> Exercise requirements
Return every entry below word for word, leaving out the pictures.

[Excerpts from location labeling data]
◆ ◆ ◆

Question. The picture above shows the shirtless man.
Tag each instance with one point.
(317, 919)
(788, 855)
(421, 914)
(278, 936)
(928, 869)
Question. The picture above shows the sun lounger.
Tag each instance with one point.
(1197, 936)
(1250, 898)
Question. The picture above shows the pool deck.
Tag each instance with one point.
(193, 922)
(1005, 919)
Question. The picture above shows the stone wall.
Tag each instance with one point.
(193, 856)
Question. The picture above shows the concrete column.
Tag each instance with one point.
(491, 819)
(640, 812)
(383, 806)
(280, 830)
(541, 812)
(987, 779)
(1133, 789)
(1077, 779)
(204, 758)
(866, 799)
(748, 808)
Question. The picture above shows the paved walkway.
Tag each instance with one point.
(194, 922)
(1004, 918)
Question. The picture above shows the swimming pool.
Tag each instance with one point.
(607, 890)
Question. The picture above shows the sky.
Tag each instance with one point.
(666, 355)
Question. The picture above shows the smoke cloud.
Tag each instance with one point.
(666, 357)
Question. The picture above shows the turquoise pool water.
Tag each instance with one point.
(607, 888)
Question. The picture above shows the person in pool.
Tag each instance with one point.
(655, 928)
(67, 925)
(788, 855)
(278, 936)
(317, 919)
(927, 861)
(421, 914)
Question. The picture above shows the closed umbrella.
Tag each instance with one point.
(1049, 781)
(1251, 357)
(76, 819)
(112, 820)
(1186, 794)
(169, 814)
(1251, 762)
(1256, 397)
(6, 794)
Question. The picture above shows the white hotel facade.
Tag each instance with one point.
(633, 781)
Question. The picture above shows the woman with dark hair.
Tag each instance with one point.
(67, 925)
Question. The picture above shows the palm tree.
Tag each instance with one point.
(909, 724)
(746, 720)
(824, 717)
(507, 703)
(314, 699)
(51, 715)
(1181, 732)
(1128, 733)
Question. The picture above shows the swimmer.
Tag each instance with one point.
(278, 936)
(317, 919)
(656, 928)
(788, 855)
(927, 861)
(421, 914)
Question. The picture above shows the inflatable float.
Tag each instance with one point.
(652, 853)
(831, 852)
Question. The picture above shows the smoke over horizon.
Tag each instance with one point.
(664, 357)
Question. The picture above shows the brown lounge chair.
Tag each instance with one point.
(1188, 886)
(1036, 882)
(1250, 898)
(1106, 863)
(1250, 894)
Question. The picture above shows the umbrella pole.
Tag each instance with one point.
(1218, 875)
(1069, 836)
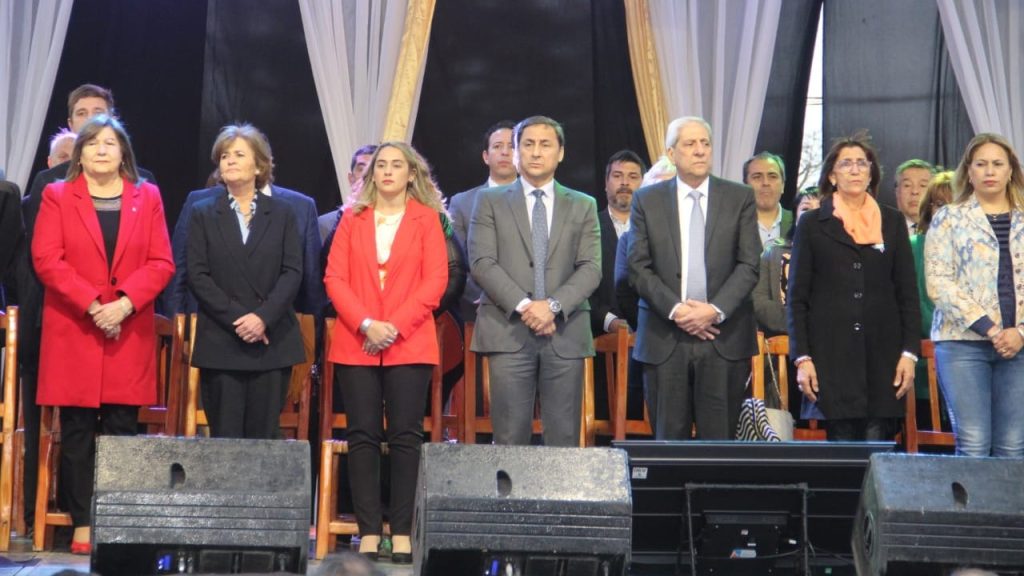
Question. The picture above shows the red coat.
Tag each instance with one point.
(416, 280)
(79, 366)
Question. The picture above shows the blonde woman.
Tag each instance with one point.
(386, 273)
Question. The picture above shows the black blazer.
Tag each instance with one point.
(603, 299)
(854, 310)
(230, 279)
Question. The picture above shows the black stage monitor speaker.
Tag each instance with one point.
(521, 510)
(166, 505)
(924, 515)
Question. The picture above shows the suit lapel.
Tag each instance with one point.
(558, 217)
(87, 212)
(131, 203)
(517, 205)
(672, 217)
(260, 222)
(832, 225)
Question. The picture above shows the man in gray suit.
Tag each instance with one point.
(693, 258)
(535, 249)
(498, 156)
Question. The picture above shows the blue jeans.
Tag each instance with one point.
(985, 396)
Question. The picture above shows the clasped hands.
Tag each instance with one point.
(251, 329)
(110, 316)
(380, 336)
(696, 319)
(539, 318)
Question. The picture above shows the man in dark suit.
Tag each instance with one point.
(623, 175)
(535, 251)
(766, 174)
(83, 103)
(498, 156)
(310, 298)
(694, 275)
(356, 168)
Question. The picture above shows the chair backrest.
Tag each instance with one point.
(164, 417)
(915, 437)
(295, 416)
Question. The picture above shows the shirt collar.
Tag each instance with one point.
(685, 188)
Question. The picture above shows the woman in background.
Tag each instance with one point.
(853, 314)
(245, 266)
(387, 271)
(102, 253)
(973, 266)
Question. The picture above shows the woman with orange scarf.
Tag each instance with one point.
(853, 315)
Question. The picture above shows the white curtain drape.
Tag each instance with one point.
(985, 40)
(32, 36)
(716, 60)
(353, 48)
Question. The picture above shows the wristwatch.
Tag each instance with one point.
(554, 305)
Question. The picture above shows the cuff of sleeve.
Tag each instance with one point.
(608, 319)
(982, 326)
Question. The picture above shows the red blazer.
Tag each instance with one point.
(417, 277)
(79, 366)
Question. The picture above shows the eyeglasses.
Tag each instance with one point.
(847, 165)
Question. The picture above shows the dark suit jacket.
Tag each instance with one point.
(732, 250)
(854, 310)
(501, 255)
(11, 229)
(603, 300)
(30, 290)
(461, 208)
(230, 279)
(310, 299)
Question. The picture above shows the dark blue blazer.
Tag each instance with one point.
(310, 298)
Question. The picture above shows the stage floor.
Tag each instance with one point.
(20, 561)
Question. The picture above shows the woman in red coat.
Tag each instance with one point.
(102, 253)
(385, 275)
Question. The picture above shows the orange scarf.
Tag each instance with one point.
(864, 225)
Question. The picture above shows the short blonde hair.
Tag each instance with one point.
(256, 139)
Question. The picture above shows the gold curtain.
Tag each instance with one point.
(646, 76)
(404, 90)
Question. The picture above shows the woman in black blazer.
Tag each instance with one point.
(853, 314)
(245, 266)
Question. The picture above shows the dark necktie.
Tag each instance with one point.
(696, 282)
(540, 230)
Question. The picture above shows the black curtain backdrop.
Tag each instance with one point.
(886, 70)
(782, 121)
(257, 71)
(495, 59)
(151, 54)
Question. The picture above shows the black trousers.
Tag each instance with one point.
(246, 404)
(372, 393)
(78, 451)
(695, 383)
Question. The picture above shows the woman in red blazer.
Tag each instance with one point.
(385, 275)
(101, 251)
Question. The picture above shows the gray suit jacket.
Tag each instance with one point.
(461, 208)
(501, 256)
(732, 251)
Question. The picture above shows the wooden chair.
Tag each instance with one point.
(8, 323)
(915, 437)
(161, 418)
(778, 347)
(330, 522)
(474, 423)
(294, 417)
(617, 348)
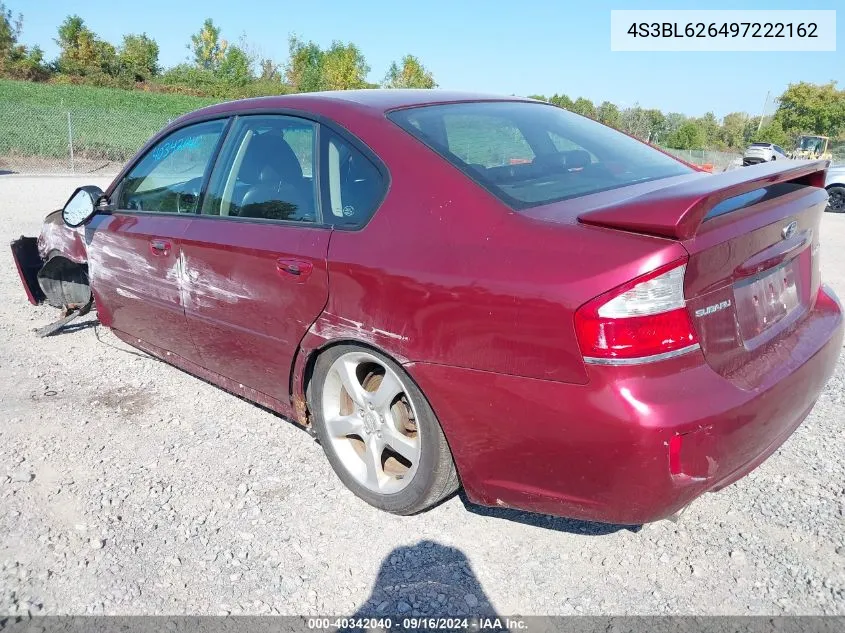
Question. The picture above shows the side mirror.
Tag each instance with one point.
(82, 205)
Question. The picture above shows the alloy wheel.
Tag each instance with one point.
(371, 422)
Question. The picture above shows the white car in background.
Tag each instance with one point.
(763, 153)
(835, 185)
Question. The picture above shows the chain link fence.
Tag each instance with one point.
(37, 139)
(720, 161)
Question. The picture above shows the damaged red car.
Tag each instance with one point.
(456, 290)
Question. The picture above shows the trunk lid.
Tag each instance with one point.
(753, 273)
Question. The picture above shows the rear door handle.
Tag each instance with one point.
(294, 269)
(160, 247)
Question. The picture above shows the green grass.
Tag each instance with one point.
(107, 123)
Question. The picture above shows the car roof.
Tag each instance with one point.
(374, 100)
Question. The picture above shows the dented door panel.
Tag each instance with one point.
(137, 289)
(246, 308)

◆ ◆ ◆

> Result for this task
Question. The picture above shows the shirtless man.
Tag each instance with one point.
(317, 919)
(788, 855)
(421, 914)
(278, 936)
(928, 869)
Question. The picture above shows the sun lounger.
Tag each instance with one point.
(1197, 936)
(1250, 898)
Question. The picture above shows the pool deck.
Tag each instance with one point.
(193, 922)
(1005, 919)
Question. The picture above shows the stone wall.
Tag each instance with one point.
(193, 856)
Question. The picture above shows the concrete column.
Tag each instance with one point.
(491, 819)
(640, 812)
(383, 806)
(280, 830)
(541, 812)
(987, 779)
(1133, 789)
(1077, 779)
(204, 758)
(866, 799)
(748, 808)
Question. The picture above shows the paved walkway.
Tag each instance with one point.
(194, 922)
(1004, 918)
Question. The picture above shows the swimming pool.
Tag each instance with one point.
(607, 890)
Question. The picture above shows the sky.
Tag each instance with one point.
(666, 355)
Question. The picture above shows the smoke cloud.
Tag each instance with one point.
(666, 357)
Question. The picture above shows the turquoise pool water.
Tag each instance with one point.
(607, 888)
Question. The picture above shows the person in pool.
Tag each instance with one point.
(655, 928)
(67, 925)
(788, 855)
(278, 936)
(317, 919)
(927, 861)
(421, 914)
Question. The picture above shows the closed umbrella.
Tag each instance with one point.
(1049, 781)
(1251, 357)
(76, 819)
(112, 820)
(1186, 794)
(169, 814)
(1251, 762)
(1256, 397)
(6, 794)
Question. The picture above shows the white hotel facade.
Tag each instance with one point.
(633, 781)
Question. The picture above shows the woman with dark hair.
Tag each instance with one point.
(67, 925)
Question. The picture above shows the palm tree.
Tag each instance with one point.
(909, 724)
(746, 720)
(824, 717)
(507, 703)
(314, 699)
(51, 715)
(1181, 732)
(1128, 733)
Question. The picture above shows the swimmer.
Tag each instance with one point.
(278, 936)
(317, 919)
(656, 928)
(788, 855)
(927, 861)
(421, 914)
Question. The picture above shows the inflatable float.
Tag each instance with one point.
(652, 853)
(831, 852)
Question. The picture above shows the smoke over horizon.
Tag each instance with one point.
(664, 357)
Question. The picture above shows the brown lounge chair.
Tag each instance with one point.
(1188, 886)
(1036, 882)
(1250, 898)
(1106, 863)
(1250, 894)
Question. The picture above shows the umbrella pole.
Tag each instance with one point.
(1218, 875)
(1069, 836)
Question. The picture above shows the red coat.
Tag each instance with one point.
(416, 280)
(79, 366)
Question. The picture above shows the blonde woman.
Tag each instance with one point.
(386, 273)
Question. The picture above shows the black blazer.
Tag each instance with one point.
(603, 299)
(854, 310)
(230, 279)
Question. The picture above shows the black stage monitor speaker.
Tag each instance with one point.
(521, 510)
(166, 505)
(924, 515)
Question. The picture above shows the suit lapel.
Tag each instance with one point.
(558, 217)
(87, 212)
(131, 203)
(517, 205)
(672, 217)
(260, 222)
(832, 225)
Question. The picture above shows the man in gray suit.
Tag each instance with one point.
(693, 258)
(535, 249)
(498, 156)
Question. The picture above shows the blue jeans.
Tag each instance with one point.
(985, 396)
Question. The picture above shows the clasped hands.
Tag each instance with one point.
(251, 329)
(110, 316)
(380, 336)
(696, 319)
(539, 318)
Question. The picture above shows the man in dark suit.
Tag each instance with one point.
(623, 175)
(535, 251)
(766, 174)
(83, 103)
(498, 156)
(310, 298)
(694, 275)
(356, 168)
Question. The picture above shows the chair backrest.
Tag each instance with one point.
(164, 417)
(915, 437)
(295, 416)
Question. The picture above shows the shirt collar.
Tag each instance with one point.
(685, 188)
Question. The picture above shows the woman in background.
Tag each instance with one point.
(853, 314)
(245, 266)
(387, 271)
(102, 253)
(973, 266)
Question. The picture above shows the woman with orange scarf.
Tag each instance with one point.
(853, 315)
Question. The picture above shows the white curtain drape.
Tag each instance with one point.
(985, 40)
(32, 36)
(716, 60)
(353, 48)
Question. The picture above shows the wristwatch.
Tag each instance with one point.
(554, 305)
Question. The picture above shows the cuff of sleeve.
Tag each instance with one point.
(608, 319)
(982, 326)
Question. The picture above shows the red blazer.
Tag each instance with one point.
(417, 277)
(79, 366)
Question. The picture above shows the eyeglasses.
Tag each instance with one point.
(847, 165)
Question. The picture above shows the dark suit jacket.
Tag each instance with one point.
(732, 250)
(854, 310)
(501, 255)
(11, 229)
(603, 300)
(30, 290)
(461, 208)
(230, 279)
(310, 299)
Question. The picture above shows the dark blue blazer.
Tag each instance with one point.
(310, 298)
Question. The picture above shows the stage floor.
Tag each instance with one point.
(20, 561)
Question. The picture above shows the woman in red coat.
Tag each instance with one point.
(102, 253)
(385, 275)
Question. The picture above shows the orange scarf.
Tag each instance with one point.
(864, 225)
Question. The picture above shows the short blonde hair.
Tag each instance with one point.
(256, 139)
Question. The picture above shows the gold curtain.
Tag each instance with one point.
(646, 76)
(404, 90)
Question. The picture above shows the woman in black blazer.
Tag each instance with one point.
(853, 314)
(245, 266)
Question. The picture above shows the dark necktie.
Tag each instance with one point.
(696, 282)
(540, 230)
Question. The picture above shows the black curtain backdrop.
Tag each instance with one point.
(886, 70)
(782, 121)
(257, 71)
(495, 59)
(151, 54)
Question. The picture above shows the black trousers.
Tag each instance with one point.
(246, 404)
(372, 393)
(78, 451)
(695, 383)
Question. The picture above shows the woman in red blazer.
Tag each instance with one point.
(385, 275)
(101, 251)
Question. The picture above shows the gray suit jacket.
Tag each instance with one point.
(461, 208)
(501, 256)
(732, 251)
Question. The picture above shows the wooden chair.
Tag each instance with one point.
(8, 323)
(915, 437)
(161, 418)
(778, 347)
(330, 522)
(474, 423)
(294, 417)
(617, 348)
Question. The picture above shows the side mirror.
Tag each instance with one point.
(82, 205)
Question. The picture above shows the alloy wheel.
Tag each instance with one point.
(371, 422)
Question. The picture above shows the white car in background.
Tag each instance with one point.
(763, 153)
(835, 185)
Question. The picture above shows the chain link fence.
Tag each instance with one point.
(37, 139)
(720, 161)
Question. The picture above shows the damaged red car.
Tag each instance with one point.
(456, 290)
Question. The picture above shows the trunk lid.
Tag each instance with one point.
(753, 273)
Question. The picture above shows the rear door handle.
Tag each instance with one point.
(294, 269)
(160, 247)
Question. The picture above shows the green grass.
Tag each instance with one point.
(107, 123)
Question. The picture above shows the car roof.
Tag each instance with one point.
(374, 100)
Question. The picture above shows the dented door panel.
Tag each instance with one point.
(137, 289)
(246, 308)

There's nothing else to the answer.